◆ **DATA**:
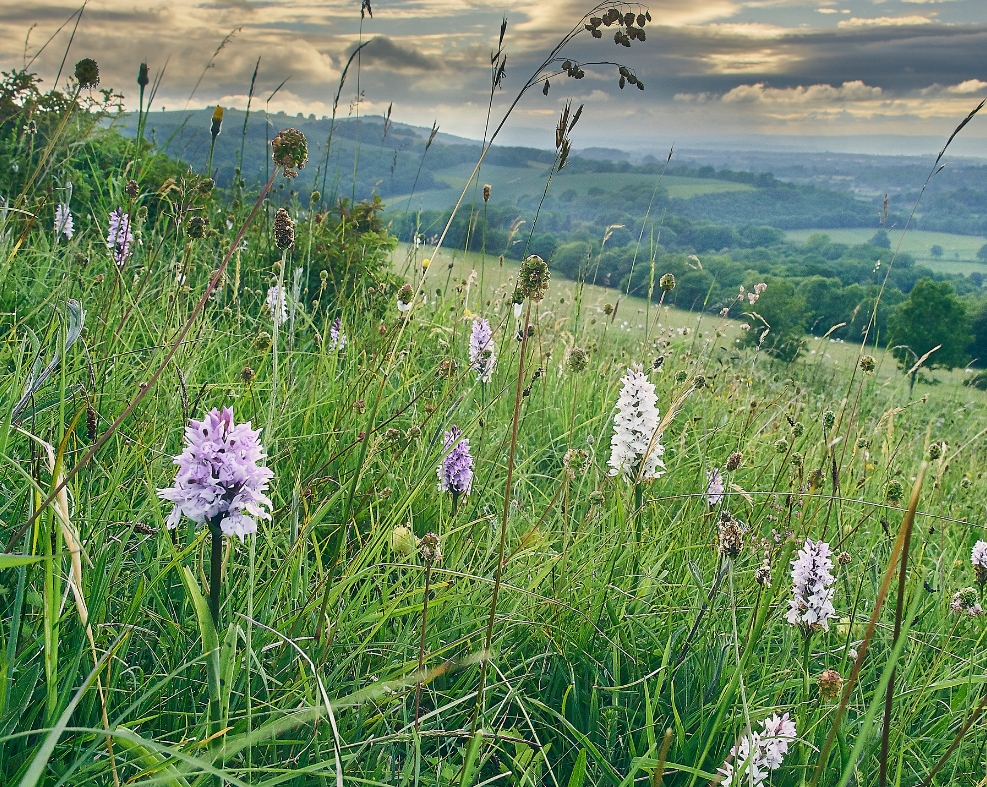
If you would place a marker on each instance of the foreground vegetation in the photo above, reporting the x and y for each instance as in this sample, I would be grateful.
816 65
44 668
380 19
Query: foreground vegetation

◆ **WHAT IS NEEDED**: Copy the records again, swapping each "foreground vegetation" for "nearby plants" and changing nothing else. Leave the pictures out.

◆ **THE REPLY**:
If you would place a marker on each instance of the nearby plants in the photo above, reporting the x and y for each instance as in this sample, I would be grateful.
816 65
44 668
380 19
Query: nearby plants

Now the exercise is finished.